WHAT IS NEEDED: Out of the lines below, please list those that hold the string "instance".

### ENTRIES SHOWN

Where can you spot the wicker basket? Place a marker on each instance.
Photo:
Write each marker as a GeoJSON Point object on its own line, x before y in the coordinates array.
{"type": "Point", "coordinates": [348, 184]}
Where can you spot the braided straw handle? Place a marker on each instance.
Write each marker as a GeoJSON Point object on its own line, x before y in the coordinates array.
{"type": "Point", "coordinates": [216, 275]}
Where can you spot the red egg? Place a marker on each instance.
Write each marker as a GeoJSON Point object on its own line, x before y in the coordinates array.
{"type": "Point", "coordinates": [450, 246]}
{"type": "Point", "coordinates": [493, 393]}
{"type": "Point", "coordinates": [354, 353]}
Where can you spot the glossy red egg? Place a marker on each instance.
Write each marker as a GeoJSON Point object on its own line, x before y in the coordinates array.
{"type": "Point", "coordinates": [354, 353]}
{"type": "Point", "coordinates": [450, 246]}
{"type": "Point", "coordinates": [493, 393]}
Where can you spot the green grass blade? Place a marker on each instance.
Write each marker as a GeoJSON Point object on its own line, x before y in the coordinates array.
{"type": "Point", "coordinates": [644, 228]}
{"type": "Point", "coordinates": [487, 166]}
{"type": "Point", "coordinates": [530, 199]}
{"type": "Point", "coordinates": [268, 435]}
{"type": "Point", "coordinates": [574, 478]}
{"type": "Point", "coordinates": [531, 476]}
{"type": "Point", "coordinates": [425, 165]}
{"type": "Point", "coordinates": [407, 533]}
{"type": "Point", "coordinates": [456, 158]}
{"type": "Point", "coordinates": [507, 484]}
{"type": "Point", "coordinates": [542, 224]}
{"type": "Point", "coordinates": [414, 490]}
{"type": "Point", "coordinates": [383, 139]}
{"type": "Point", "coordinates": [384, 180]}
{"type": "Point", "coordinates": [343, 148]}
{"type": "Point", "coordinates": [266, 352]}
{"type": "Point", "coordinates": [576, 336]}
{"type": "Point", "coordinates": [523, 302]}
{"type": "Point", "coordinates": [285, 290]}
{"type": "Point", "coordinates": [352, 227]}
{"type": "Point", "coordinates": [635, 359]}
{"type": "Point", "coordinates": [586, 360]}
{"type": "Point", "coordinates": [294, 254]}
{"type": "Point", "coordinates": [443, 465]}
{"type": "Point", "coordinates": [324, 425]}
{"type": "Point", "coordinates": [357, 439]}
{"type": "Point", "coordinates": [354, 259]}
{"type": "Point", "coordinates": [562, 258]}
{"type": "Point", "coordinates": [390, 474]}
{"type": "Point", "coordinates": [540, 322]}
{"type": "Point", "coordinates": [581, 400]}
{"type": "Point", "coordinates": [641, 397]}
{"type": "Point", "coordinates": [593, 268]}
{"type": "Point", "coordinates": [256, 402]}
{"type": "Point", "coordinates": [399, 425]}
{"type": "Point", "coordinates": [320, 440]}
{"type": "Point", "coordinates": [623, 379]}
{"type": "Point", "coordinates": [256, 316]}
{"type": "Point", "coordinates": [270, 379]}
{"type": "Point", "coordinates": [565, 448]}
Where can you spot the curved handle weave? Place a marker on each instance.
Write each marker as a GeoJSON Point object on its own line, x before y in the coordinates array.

######

SOLVED EXERCISE:
Where can you spot the wicker basket? Place a marker on each instance.
Where can you spot the braided straw handle? Place a marker on each instance.
Where can you spot the red egg? Place a marker on each instance.
Where can you spot the glossy red egg? Place a marker on each instance.
Where can you spot the green grass blade? Place a marker on each instance.
Where can you spot the curved handle weave? Place a marker on each instance.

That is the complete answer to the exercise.